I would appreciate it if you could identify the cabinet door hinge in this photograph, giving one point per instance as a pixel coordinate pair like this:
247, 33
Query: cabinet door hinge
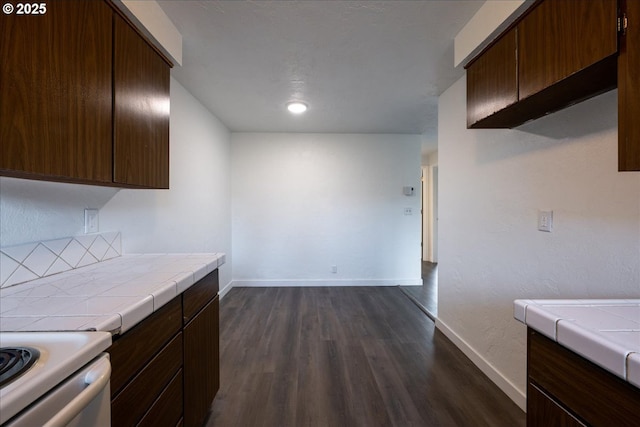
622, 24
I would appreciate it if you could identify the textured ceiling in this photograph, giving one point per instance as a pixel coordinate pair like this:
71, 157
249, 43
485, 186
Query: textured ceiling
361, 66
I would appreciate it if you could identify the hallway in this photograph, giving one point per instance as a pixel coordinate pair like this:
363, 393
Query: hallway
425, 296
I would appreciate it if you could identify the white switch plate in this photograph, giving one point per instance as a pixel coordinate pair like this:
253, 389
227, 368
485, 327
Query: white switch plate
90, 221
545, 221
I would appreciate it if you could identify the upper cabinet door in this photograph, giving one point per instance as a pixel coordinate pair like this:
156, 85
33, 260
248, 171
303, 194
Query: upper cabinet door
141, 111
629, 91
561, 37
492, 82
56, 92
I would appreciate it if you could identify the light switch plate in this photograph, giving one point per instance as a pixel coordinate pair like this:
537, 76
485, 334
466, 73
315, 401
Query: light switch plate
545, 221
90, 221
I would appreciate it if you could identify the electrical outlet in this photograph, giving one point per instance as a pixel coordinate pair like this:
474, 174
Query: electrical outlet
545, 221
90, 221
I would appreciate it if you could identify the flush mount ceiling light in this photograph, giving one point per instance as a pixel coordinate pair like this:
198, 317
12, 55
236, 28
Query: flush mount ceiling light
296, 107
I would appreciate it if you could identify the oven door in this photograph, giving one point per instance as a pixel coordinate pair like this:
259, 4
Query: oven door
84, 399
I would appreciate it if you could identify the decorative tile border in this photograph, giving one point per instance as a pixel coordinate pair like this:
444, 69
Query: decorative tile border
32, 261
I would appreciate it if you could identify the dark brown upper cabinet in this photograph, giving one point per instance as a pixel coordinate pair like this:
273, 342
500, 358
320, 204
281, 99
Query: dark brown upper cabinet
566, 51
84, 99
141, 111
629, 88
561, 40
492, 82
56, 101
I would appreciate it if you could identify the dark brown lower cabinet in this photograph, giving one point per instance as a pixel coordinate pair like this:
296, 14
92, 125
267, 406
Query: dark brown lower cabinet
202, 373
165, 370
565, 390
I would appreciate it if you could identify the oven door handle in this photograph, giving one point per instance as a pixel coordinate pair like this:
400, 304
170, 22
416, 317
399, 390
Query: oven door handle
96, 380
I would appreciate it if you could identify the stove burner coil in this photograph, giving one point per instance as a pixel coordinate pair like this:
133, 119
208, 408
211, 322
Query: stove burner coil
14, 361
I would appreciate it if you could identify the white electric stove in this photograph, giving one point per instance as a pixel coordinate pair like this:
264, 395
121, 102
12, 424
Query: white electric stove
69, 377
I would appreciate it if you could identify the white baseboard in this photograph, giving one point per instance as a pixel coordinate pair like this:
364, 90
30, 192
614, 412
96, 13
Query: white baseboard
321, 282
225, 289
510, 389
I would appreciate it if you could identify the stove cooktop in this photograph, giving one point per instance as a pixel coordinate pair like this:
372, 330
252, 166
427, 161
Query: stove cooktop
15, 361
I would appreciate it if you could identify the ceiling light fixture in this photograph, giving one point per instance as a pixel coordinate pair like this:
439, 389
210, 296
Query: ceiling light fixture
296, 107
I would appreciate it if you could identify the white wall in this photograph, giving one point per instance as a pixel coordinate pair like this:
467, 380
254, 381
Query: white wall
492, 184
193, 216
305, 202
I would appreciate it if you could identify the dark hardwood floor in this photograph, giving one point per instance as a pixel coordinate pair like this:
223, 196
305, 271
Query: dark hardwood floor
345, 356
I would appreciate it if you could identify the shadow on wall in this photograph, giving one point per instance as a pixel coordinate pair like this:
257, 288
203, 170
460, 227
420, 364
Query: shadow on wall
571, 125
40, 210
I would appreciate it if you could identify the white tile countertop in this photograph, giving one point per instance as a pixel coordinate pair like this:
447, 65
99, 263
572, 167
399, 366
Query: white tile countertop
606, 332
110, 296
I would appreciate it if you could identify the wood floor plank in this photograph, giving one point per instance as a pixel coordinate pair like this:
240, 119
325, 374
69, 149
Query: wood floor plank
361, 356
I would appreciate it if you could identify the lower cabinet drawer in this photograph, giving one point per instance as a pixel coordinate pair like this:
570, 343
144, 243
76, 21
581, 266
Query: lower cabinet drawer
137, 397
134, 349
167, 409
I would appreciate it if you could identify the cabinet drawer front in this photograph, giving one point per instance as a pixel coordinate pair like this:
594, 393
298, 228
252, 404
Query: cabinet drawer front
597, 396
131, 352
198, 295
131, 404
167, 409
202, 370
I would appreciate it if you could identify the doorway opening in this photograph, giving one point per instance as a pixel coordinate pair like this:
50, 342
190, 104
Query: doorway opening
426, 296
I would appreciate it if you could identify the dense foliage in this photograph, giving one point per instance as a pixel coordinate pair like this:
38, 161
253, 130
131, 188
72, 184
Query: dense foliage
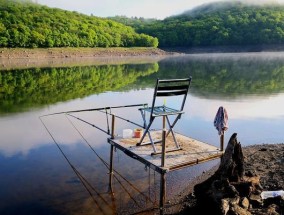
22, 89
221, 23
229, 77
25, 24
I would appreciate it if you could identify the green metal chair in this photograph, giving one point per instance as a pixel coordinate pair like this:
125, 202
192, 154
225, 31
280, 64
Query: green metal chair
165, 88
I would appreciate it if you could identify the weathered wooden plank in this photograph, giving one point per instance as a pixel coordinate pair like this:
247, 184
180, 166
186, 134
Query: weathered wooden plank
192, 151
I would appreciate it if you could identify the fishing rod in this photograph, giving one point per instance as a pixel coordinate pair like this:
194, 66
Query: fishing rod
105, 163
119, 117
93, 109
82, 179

What needs to be done
Rewrite all of the lines above as a numbered list, leaving out blank lines and the pictures.

Result below
1. I would appreciate it if you could identify the cabinet door hinge in this photograph, giving one point per instance as a pixel coordinate pair like this:
2. 247, 33
3. Query: cabinet door hinge
4. 622, 24
5. I would appreciate it if you could identify the textured ceiling in this photograph, giving one point per instance as a pixel coordinate pair like this:
6. 71, 157
7. 249, 43
8. 485, 186
9. Query: textured ceiling
10. 361, 66
11. I would appreciate it if you could identify the hallway in this photograph, giving one point per instance as a pixel coordinate pair like this:
12. 363, 393
13. Query: hallway
14. 425, 296
15. I would appreciate it if you could identify the white switch plate in this photograph, giving one point per instance as a pixel coordinate pair like this:
16. 253, 389
17. 227, 368
18. 485, 327
19. Query: white switch plate
20. 90, 221
21. 545, 221
22. I would appreciate it if you could identify the upper cabinet door in this photograph, giving one point per instance as a pixel coordinate pair like this:
23. 156, 85
24. 33, 260
25. 248, 171
26. 303, 194
27. Query: upper cabinet door
28. 141, 111
29. 629, 91
30. 561, 37
31. 492, 82
32. 56, 92
33. I would appreciate it if you could identify the light switch plate in this photograph, giving one point per instance as a pixel coordinate pair like this:
34. 537, 76
35. 485, 334
36. 466, 73
37. 315, 401
38. Query: light switch plate
39. 545, 221
40. 90, 221
41. I would appreciate it if you could identify the electrical outlet in this photograph, giving one point per instance as a pixel coordinate pair like this:
42. 474, 174
43. Query: electrical outlet
44. 545, 221
45. 90, 221
46. I would appreciate it if you could identify the flush mount ceiling light in this photograph, giving one point per instance as a pixel coordinate pair like this:
47. 198, 317
48. 12, 55
49. 236, 28
50. Query: flush mount ceiling light
51. 296, 107
52. I would appreciate it if you could identify the oven door in this photograph, giving one point per instance as a pixel coordinate pair like this:
53. 259, 4
54. Query: oven door
55. 84, 399
56. I would appreciate it if you could identify the decorative tile border in this photograph, giving one point per instance as a pixel coordinate pair like this:
57. 444, 69
58. Query: decorative tile border
59. 32, 261
60. I would appreciate it if you could identify the dark brown upper cabinet in this photograph, giving one point per instance as a pixel coordinate pair like this:
61. 273, 342
62. 500, 358
63. 320, 204
64. 281, 99
65. Query: dark brown upper cabinet
66. 566, 51
67. 84, 99
68. 141, 111
69. 629, 88
70. 561, 40
71. 492, 82
72. 56, 101
73. I would appreciate it if you could identify the dark brown lower cabinet in this photograph, giving one point per instance as a pixel coordinate pair like this:
74. 296, 14
75. 92, 125
76. 267, 406
77. Query: dark brown lower cabinet
78. 202, 373
79. 165, 370
80. 565, 390
81. I would appreciate it if you could identify the oven door handle in this photograph, giving one point per instance as a pixel coordinate pair like this:
82. 400, 304
83. 170, 22
84. 416, 317
85. 399, 390
86. Query: oven door handle
87. 96, 380
88. I would appreciate it if you could identify the stove burner coil in this photograph, giving one point per instance as a pixel coordinate pair like this:
89. 133, 119
90. 208, 408
91. 211, 322
92. Query: stove burner coil
93. 14, 361
94. I would appreciate it if you could identify the white electric stove in this photograph, giving one point per instance as a pixel coordinate pair like this:
95. 264, 395
96. 121, 102
97. 12, 424
98. Query: white electric stove
99. 69, 377
100. I would appreciate it if you could identify the white baseboard in this photograph, giving one point per instance as a pixel coordinate pair like this:
101. 364, 90
102. 30, 192
103. 614, 412
104. 96, 13
105. Query: white baseboard
106. 321, 282
107. 225, 289
108. 510, 389
109. I would appreciate it if you could identify the stove cooktop in this photograph, giving one point per instance as a pixel coordinate pair like this:
110. 372, 330
111. 252, 166
112. 427, 161
113. Query: stove cooktop
114. 15, 361
115. I would appreciate it if you could identify the ceiling light fixture in this photograph, giving one point per instance as a pixel coordinate pair like this:
116. 439, 389
117. 210, 296
118. Query: ceiling light fixture
119. 296, 107
120. I would appreciate it if you could identify the white wall in this photograph, giving one point per instance as a pixel coordinate pair like this:
121. 467, 380
122. 254, 381
123. Query: white wall
124. 492, 184
125. 193, 216
126. 305, 202
127. I would appreciate it if you could identify the dark hardwood floor in this photograph, giving one point per instance as a pixel coordinate pair like this:
128. 223, 196
129. 305, 271
130. Query: dark hardwood floor
131. 345, 356
132. I would appreciate it if you could identify the shadow on wall in this photograph, giving one point per instance as a pixel coordinate pair like this:
133. 257, 288
134. 203, 170
135. 460, 227
136. 420, 364
137. Query: shadow on wall
138. 571, 125
139. 40, 210
140. I would appreciate it if you could identify the white tile countertop in this photograph, giving one point per instance as a pixel coordinate pair like this:
141. 447, 65
142. 99, 263
143. 572, 167
144. 399, 366
145. Query: white tile countertop
146. 606, 332
147. 110, 296
148. I would appreciate it if you could identify the wood floor plank in this photograph, giving one point per instance as a pixel coordinate pair like this:
149. 240, 119
150. 325, 374
151. 69, 149
152. Query: wood floor plank
153. 361, 356
154. I would appreciate it if you could identify the lower cabinet drawer in this photograph, giving one point per instance as a pixel coordinate pair like this:
155. 570, 343
156. 144, 243
157. 76, 21
158. 581, 266
159. Query: lower cabinet drawer
160. 137, 397
161. 134, 349
162. 167, 409
163. I would appreciate it if you could identify the cabinet drawer front in this photograph, giving one point per instance as a pixel coordinate pair like this:
164. 594, 393
165. 298, 228
166. 252, 404
167. Query: cabinet drawer front
168. 597, 396
169. 131, 352
170. 198, 295
171. 131, 404
172. 167, 409
173. 202, 370
174. I would appreciate it if you could identify the doorway opening in this photograph, giving one point per instance as a pixel coordinate pair like this:
175. 50, 342
176. 190, 104
177. Query: doorway opening
178. 426, 296
179. I would appreciate it if you could identify the dense foliage in this photograph, giving one point per instance as a pixel coordinate pair like this:
180. 38, 161
181. 253, 130
182. 131, 188
183. 72, 184
184. Query: dense foliage
185. 22, 89
186. 221, 23
187. 229, 77
188. 25, 24
189. I would appreciate it if you could identify the green metal chair in this photograph, giving one point per instance as a pixel coordinate pair like this:
190. 125, 202
191. 192, 154
192. 225, 31
193. 280, 64
194. Query: green metal chair
195. 165, 88
196. I would appreciate it if you could identify the weathered wooden plank in this photograph, giving one point per instance as a pixel coordinate pair like this:
197. 247, 184
198. 180, 166
199. 186, 134
200. Query: weathered wooden plank
201. 192, 151
202. I would appreciate it if you could identify the fishing rod in this photograph, giving one point per instance as a pixel coordinate pair like this:
203. 194, 66
204. Query: fishing rod
205. 105, 163
206. 119, 117
207. 93, 109
208. 82, 179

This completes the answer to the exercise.